ARTICLE:
<<<<

Re: Motion on interval flavors
Dear John,
If Kaucher intervals were to be included inside the standard, your
proposal would make a lot of sense ! Although I did not check all the
details, I think this is the right way of letting set based intervals
and Kaucher intervals live together. However, as explained several
times during the previous months, including Kaucher intervals in the
standard would be a dramatic error. Let me summarize:
- Scientific point of view. Several experts, including me, have
claimed that every thing that can be done using Kaucher intervals can
also be done using standard intervals (see e.g. the paper by Arnold
Neumaier who spent much time to help us having a wider view on this
topic). There are a few exceptions where Kaucher interval really bring
something that cannot be done using standard intervals, but they are
very technical and, most importantly, not among the applications
proposed by the supporters of including Kaucher intervals in the
standard.
NO REAL SPECIFIC APPLICATION
- Political point of view. We are currently spending a lot of time
discussing of standardizing an exotique theory, of which different
experts have different formulations, different applications, etc. This
is clearly an evidence to me that this theory is not mature enough to
be standardized. Only a very few people among the standardization
group participants are lobbying to include it, so it seems we may take
a decision with heavy consequences on the standard for the interest of
a very small group.
NON MATURE AND SUPPORTED BY A MINORITY
- Standard redaction point of view. Deciding now to change so deeply
the standard structure while we are already so late would probably
lead to great trouble to have an homogeneous and consistent standard
in a reasonable delay.
VERY HARD TO WRITE
- User point of view. Although it makes sense, the flavor proposal is
strongly increasing the complexity of the standard. Having flavors
after decorations make myself is a bit discouraged by so much
complexity, so what about the enduser we aim to reach with this
standard !
VERY HARD TO READ/USE
To summarize, I think that if this motion passes then the standard
have chances to be too complex to be eventually written, or used if
eventually written. Shall it not pass, we will hopefully not discuss
including Kaucher intervals in the standard and focus on more urgent
issues.
Alexandre Goldsztejn
On Wed, Jun 20, 2012 at 7:49 AM, John Pryce <prycejd1@xxxxxxxxxxxxx> wrote:
> P1788
>
> I submit a motion that the standard shall permit different "flavors" of
> interval, as proposed by Michel Hack and myself recently. It specifies (a)

>>>>

SET PROBLEM 1: In the post on interval flavors, on what date did John Pryce write the message it quotes?
SET PROBLEM 2: Quote the part of the post on interval flavors that opens with the words containing "NO REAL SPECIFIC" and closes with "very small group.".
The data after this point comes from a separate source.

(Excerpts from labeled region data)
<<<<

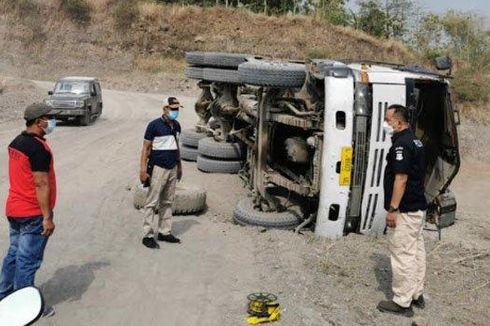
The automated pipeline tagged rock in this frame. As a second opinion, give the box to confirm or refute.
[412,316,428,326]
[194,36,204,43]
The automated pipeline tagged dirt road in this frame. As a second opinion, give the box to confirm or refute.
[0,83,490,325]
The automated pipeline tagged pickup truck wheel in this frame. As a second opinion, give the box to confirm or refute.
[185,67,204,80]
[204,52,251,69]
[133,184,206,215]
[180,144,199,162]
[238,60,306,88]
[185,51,204,66]
[203,68,240,84]
[233,198,301,230]
[180,129,207,148]
[78,110,90,126]
[197,155,243,174]
[198,137,245,160]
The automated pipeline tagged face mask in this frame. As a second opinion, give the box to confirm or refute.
[168,111,179,120]
[43,119,56,135]
[383,121,394,136]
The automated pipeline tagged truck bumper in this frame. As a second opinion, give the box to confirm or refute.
[53,108,86,118]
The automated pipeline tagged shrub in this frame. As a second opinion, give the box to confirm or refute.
[60,0,91,25]
[112,0,139,30]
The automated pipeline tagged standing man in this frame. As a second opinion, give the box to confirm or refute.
[378,105,427,317]
[0,104,56,312]
[140,97,182,249]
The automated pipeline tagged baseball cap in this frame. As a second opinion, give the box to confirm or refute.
[24,103,52,121]
[167,96,183,109]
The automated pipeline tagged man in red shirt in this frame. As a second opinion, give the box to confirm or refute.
[0,104,56,316]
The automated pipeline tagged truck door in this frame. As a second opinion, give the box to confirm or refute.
[315,72,354,238]
[359,84,406,234]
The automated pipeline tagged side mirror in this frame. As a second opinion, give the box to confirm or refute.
[435,56,453,70]
[0,286,44,325]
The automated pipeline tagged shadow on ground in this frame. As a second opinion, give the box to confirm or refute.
[40,261,109,305]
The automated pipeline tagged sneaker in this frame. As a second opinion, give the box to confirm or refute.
[142,237,160,249]
[412,294,425,309]
[158,233,180,243]
[377,300,413,317]
[41,306,56,318]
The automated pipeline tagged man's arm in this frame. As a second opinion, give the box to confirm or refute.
[386,174,408,228]
[32,172,55,237]
[140,139,153,183]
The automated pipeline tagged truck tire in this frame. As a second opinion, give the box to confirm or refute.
[203,68,240,84]
[180,144,199,162]
[185,51,204,66]
[197,155,243,174]
[238,60,306,88]
[172,185,206,215]
[185,67,204,80]
[233,198,301,230]
[204,52,250,69]
[133,184,206,215]
[180,129,207,148]
[198,137,245,160]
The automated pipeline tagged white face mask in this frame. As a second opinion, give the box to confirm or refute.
[383,121,394,136]
[43,119,56,135]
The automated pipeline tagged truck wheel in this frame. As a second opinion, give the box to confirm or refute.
[180,145,199,162]
[172,185,206,215]
[180,129,207,148]
[233,198,301,230]
[204,52,250,69]
[198,137,245,160]
[203,68,240,84]
[185,67,204,80]
[238,60,306,88]
[133,184,206,215]
[78,110,90,126]
[197,155,243,174]
[185,51,204,66]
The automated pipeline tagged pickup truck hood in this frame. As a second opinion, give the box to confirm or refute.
[48,94,90,101]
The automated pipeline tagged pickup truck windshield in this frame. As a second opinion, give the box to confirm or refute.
[54,81,89,94]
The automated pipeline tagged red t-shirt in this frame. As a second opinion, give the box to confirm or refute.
[5,131,56,218]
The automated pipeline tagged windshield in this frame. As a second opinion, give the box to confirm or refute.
[54,81,89,94]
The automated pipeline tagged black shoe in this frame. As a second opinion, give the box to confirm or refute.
[412,295,425,309]
[377,300,413,317]
[142,237,160,249]
[158,233,180,243]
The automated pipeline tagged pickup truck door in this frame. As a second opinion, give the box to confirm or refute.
[359,83,406,234]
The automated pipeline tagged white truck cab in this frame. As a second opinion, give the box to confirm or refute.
[186,53,460,238]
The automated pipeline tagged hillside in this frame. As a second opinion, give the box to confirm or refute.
[0,0,423,91]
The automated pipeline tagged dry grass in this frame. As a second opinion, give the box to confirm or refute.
[132,54,185,74]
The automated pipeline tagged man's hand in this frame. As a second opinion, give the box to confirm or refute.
[41,213,55,237]
[386,212,396,228]
[177,163,182,181]
[140,171,150,183]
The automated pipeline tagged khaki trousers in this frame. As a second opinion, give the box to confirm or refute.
[389,210,425,308]
[143,166,177,237]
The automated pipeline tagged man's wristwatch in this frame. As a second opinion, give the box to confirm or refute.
[388,206,400,213]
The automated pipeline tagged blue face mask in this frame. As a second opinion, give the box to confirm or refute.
[43,119,56,135]
[168,111,179,120]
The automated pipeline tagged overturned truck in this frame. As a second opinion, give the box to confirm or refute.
[186,52,460,238]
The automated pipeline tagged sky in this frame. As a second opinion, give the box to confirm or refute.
[347,0,490,26]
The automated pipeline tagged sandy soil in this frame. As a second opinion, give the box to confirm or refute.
[0,79,490,325]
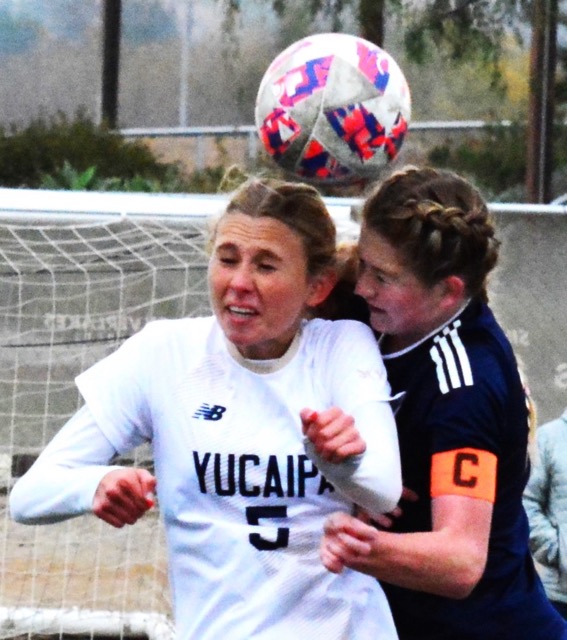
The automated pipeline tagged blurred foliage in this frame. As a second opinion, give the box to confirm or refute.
[0,113,179,188]
[0,113,233,193]
[427,122,567,202]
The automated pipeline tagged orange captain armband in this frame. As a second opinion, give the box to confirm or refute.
[431,447,497,504]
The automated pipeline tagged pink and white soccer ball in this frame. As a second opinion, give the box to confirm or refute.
[255,33,411,184]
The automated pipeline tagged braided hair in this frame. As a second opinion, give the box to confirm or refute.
[362,167,500,301]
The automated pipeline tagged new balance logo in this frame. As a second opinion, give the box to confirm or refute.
[192,402,226,420]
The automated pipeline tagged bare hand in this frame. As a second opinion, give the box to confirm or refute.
[320,512,378,573]
[299,407,366,463]
[93,468,156,529]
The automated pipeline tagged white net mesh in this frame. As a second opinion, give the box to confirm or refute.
[0,204,215,637]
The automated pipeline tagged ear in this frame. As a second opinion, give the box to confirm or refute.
[438,275,466,310]
[305,269,337,307]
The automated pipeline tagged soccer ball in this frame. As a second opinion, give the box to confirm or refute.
[255,33,411,184]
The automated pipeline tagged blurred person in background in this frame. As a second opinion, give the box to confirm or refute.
[524,408,567,620]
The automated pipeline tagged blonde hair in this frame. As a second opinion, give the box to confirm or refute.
[362,167,500,301]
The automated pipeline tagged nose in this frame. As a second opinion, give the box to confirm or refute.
[354,268,374,300]
[230,264,254,291]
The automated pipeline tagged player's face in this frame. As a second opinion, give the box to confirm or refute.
[209,213,326,360]
[356,225,453,352]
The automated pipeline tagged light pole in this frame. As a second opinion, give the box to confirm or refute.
[526,0,557,204]
[101,0,122,129]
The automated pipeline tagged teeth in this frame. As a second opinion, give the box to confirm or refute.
[228,307,254,316]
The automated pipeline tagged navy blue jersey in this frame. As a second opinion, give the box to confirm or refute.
[384,302,567,640]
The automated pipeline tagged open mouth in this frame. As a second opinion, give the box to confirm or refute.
[227,305,258,317]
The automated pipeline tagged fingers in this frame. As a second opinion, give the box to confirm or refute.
[319,513,374,573]
[93,469,156,528]
[401,487,419,502]
[300,407,366,463]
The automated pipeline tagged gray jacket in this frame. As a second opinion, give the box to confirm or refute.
[524,409,567,603]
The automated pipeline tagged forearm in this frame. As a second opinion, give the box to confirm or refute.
[9,409,122,524]
[365,531,486,599]
[305,402,402,515]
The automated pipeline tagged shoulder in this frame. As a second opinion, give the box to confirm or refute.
[137,316,216,340]
[119,316,218,357]
[429,303,520,390]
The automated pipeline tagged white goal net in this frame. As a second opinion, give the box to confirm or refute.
[0,184,567,640]
[0,189,360,638]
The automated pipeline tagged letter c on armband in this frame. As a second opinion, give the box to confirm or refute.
[431,447,498,503]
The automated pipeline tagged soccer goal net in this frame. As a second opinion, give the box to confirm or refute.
[0,189,360,640]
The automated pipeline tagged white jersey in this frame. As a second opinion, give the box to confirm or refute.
[10,317,400,640]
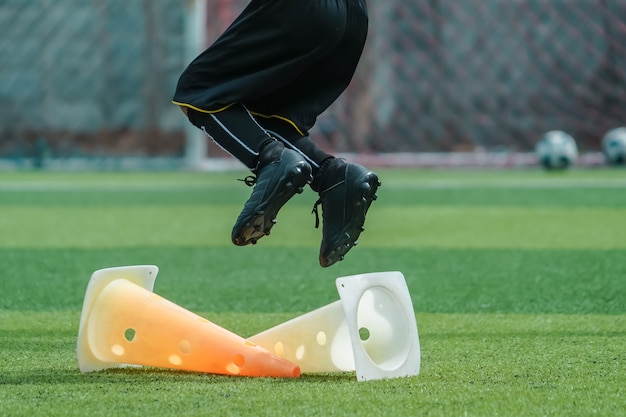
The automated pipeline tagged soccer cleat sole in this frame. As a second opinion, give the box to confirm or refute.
[319,172,381,268]
[232,163,311,246]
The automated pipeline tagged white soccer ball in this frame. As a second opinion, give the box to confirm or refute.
[535,130,578,169]
[602,127,626,165]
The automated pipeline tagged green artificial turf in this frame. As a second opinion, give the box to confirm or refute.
[0,169,626,417]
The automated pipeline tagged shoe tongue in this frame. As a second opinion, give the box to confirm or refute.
[319,158,347,191]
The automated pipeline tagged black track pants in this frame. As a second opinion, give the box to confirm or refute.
[173,0,368,138]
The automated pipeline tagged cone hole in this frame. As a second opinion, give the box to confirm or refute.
[296,345,306,361]
[317,331,326,346]
[359,327,370,342]
[178,340,191,355]
[357,287,410,370]
[124,327,137,342]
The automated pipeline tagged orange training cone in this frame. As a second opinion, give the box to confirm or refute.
[77,266,300,378]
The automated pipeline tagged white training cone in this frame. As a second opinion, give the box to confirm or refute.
[249,272,420,381]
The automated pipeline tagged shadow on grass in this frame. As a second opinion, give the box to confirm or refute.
[0,368,356,386]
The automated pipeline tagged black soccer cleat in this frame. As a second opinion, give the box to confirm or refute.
[231,141,312,246]
[313,159,380,267]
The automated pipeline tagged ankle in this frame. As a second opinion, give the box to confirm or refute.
[252,139,285,174]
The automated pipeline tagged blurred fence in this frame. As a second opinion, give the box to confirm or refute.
[0,0,626,166]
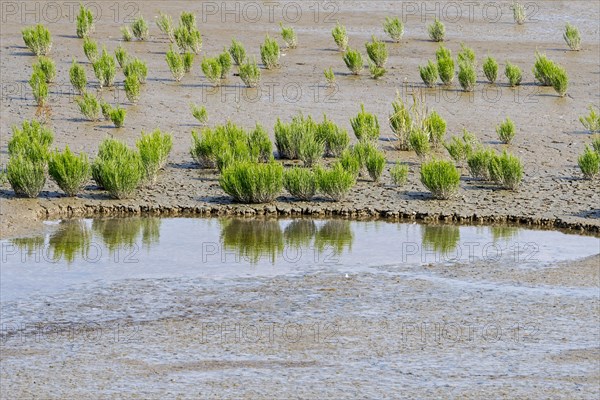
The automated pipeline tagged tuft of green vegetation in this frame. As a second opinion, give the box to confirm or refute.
[110,106,127,128]
[75,91,102,121]
[383,17,404,43]
[156,11,175,43]
[315,163,356,201]
[423,111,447,148]
[496,117,516,144]
[279,22,298,49]
[260,34,281,69]
[315,115,350,157]
[29,71,48,107]
[343,48,364,75]
[8,120,54,165]
[511,1,525,25]
[435,45,454,86]
[121,26,133,42]
[115,45,129,68]
[331,21,348,52]
[166,46,185,82]
[489,150,523,190]
[77,3,94,38]
[33,56,56,83]
[229,38,246,66]
[408,129,431,158]
[83,37,99,63]
[92,139,144,199]
[563,22,581,51]
[390,161,408,186]
[365,35,388,68]
[239,59,260,87]
[458,63,477,92]
[577,146,600,179]
[444,129,479,164]
[48,146,91,197]
[323,67,335,87]
[217,49,232,79]
[483,56,498,83]
[421,159,460,200]
[504,61,523,87]
[283,167,317,201]
[124,74,141,103]
[350,104,380,142]
[123,57,148,83]
[6,154,46,198]
[427,18,446,42]
[69,58,87,94]
[467,147,496,181]
[131,15,150,40]
[579,105,600,133]
[195,103,208,125]
[201,57,223,86]
[419,60,438,87]
[173,12,202,54]
[219,161,283,204]
[135,129,173,184]
[21,24,52,56]
[92,47,117,88]
[365,151,387,182]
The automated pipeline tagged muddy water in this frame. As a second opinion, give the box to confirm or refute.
[0,219,600,399]
[0,218,600,301]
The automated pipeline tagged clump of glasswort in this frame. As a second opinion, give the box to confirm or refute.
[563,22,581,51]
[427,18,446,42]
[483,56,498,83]
[135,129,173,184]
[496,117,516,144]
[579,105,600,133]
[77,3,94,38]
[390,162,408,186]
[577,142,600,179]
[195,103,208,125]
[331,21,348,52]
[260,35,281,69]
[21,24,52,56]
[48,146,91,197]
[419,60,438,87]
[279,22,298,49]
[383,17,404,43]
[489,150,523,190]
[504,61,523,87]
[229,38,246,66]
[283,167,317,201]
[421,159,460,200]
[219,161,283,204]
[239,59,260,88]
[344,48,364,75]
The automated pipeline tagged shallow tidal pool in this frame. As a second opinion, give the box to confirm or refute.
[0,218,600,301]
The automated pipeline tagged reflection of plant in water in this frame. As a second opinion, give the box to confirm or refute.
[92,218,161,253]
[221,219,284,264]
[10,236,44,257]
[48,220,91,264]
[490,225,519,242]
[283,219,317,248]
[315,219,354,255]
[422,225,460,254]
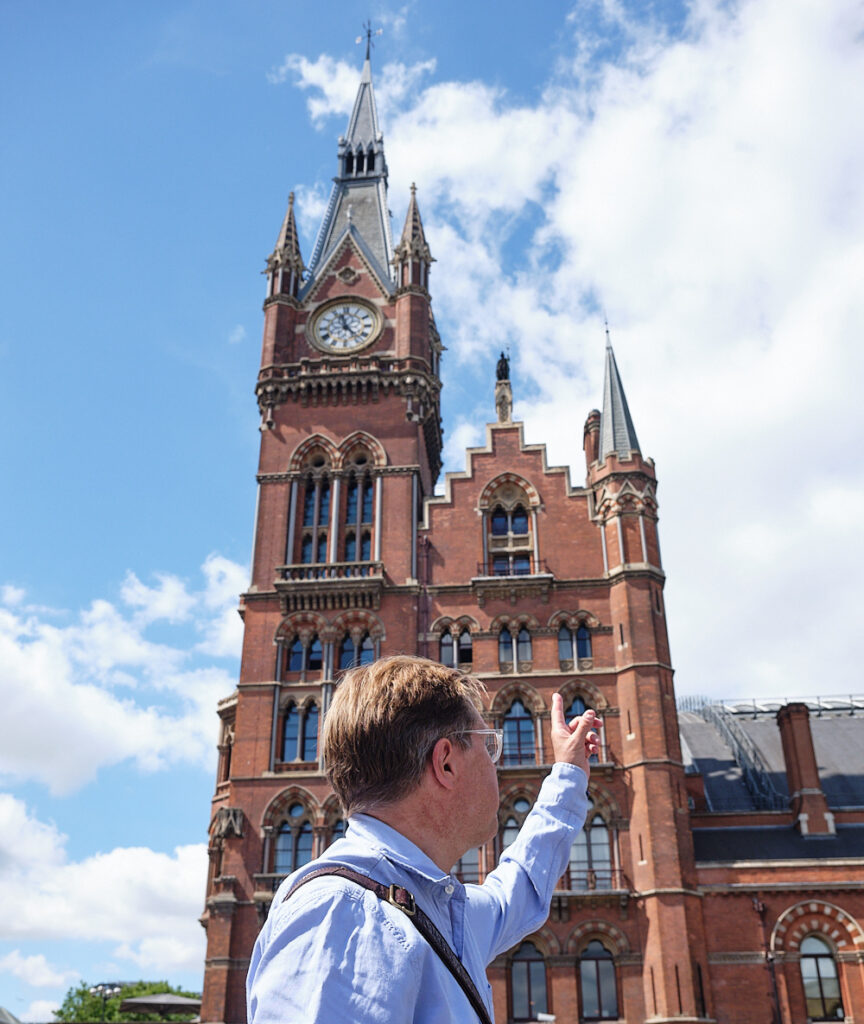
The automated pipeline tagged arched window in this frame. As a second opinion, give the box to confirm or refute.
[501,700,534,765]
[288,637,303,672]
[438,633,456,669]
[801,935,845,1021]
[302,705,318,761]
[300,468,330,564]
[510,942,547,1021]
[484,482,539,575]
[344,468,374,562]
[339,633,375,669]
[360,633,375,665]
[516,626,532,663]
[282,703,300,761]
[498,627,513,672]
[579,939,618,1021]
[568,801,615,891]
[273,804,312,874]
[457,629,474,669]
[306,635,323,671]
[576,623,591,658]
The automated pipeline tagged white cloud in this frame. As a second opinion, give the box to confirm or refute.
[0,949,78,988]
[339,0,864,694]
[0,555,246,794]
[0,794,207,970]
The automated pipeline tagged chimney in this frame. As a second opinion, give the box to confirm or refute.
[777,702,835,837]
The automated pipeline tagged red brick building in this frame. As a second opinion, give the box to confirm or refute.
[202,60,864,1024]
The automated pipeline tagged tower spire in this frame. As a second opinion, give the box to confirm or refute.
[307,50,393,292]
[264,193,305,297]
[600,322,639,462]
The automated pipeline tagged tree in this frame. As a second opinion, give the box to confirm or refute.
[54,981,201,1024]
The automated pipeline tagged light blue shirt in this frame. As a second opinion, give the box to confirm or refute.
[247,764,588,1024]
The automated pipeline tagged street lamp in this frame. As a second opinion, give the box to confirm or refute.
[90,981,121,1020]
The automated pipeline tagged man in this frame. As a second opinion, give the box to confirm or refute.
[247,656,601,1024]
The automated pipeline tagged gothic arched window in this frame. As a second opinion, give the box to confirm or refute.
[579,939,618,1021]
[457,629,474,669]
[300,466,331,565]
[498,626,514,672]
[273,804,312,874]
[801,935,844,1021]
[483,481,539,575]
[282,702,318,761]
[568,801,615,891]
[501,700,534,765]
[282,703,300,761]
[510,942,547,1021]
[438,632,456,669]
[339,633,375,669]
[301,705,318,761]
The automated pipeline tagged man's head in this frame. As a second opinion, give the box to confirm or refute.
[323,655,485,814]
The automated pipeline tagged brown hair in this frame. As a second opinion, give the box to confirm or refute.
[323,654,485,815]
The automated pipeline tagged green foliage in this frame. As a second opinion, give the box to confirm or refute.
[54,981,201,1024]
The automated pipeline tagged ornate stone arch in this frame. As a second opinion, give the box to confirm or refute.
[288,434,339,473]
[558,679,609,711]
[429,615,480,636]
[332,608,387,640]
[549,608,600,630]
[507,925,562,967]
[489,611,539,636]
[273,611,333,642]
[489,679,546,716]
[261,785,320,829]
[771,899,864,952]
[588,782,621,828]
[477,473,541,512]
[567,920,630,957]
[334,430,387,469]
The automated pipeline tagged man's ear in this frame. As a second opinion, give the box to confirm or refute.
[429,736,457,790]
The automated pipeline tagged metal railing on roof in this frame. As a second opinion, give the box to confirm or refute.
[677,693,864,718]
[679,697,788,811]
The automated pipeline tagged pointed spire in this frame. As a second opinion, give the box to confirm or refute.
[393,182,434,263]
[265,193,305,295]
[600,324,639,462]
[308,55,393,289]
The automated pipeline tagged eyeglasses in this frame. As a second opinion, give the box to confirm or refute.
[460,729,504,764]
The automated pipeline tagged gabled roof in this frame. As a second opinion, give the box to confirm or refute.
[600,331,639,462]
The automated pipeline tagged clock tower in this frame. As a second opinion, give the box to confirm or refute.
[202,53,441,1024]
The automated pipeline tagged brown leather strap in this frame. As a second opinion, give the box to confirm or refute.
[283,866,492,1024]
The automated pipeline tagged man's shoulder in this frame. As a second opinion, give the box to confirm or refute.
[267,861,420,950]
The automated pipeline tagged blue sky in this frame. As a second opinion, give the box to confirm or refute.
[0,0,864,1020]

>>>>

COMPLETE ANSWER 1: Wednesday, June 20, 2012

COMPLETE ANSWER 2:
NO REAL SPECIFIC APPLICATION
- Political point of view. We are currently spending a lot of time
discussing of standardizing an exotique theory, of which different
experts have different formulations, different applications, etc. This
is clearly an evidence to me that this theory is not mature enough to
be standardized. Only a very few people among the standardization
group participants are lobbying to include it, so it seems we may take
a decision with heavy consequences on the standard for the interest of
a very small group.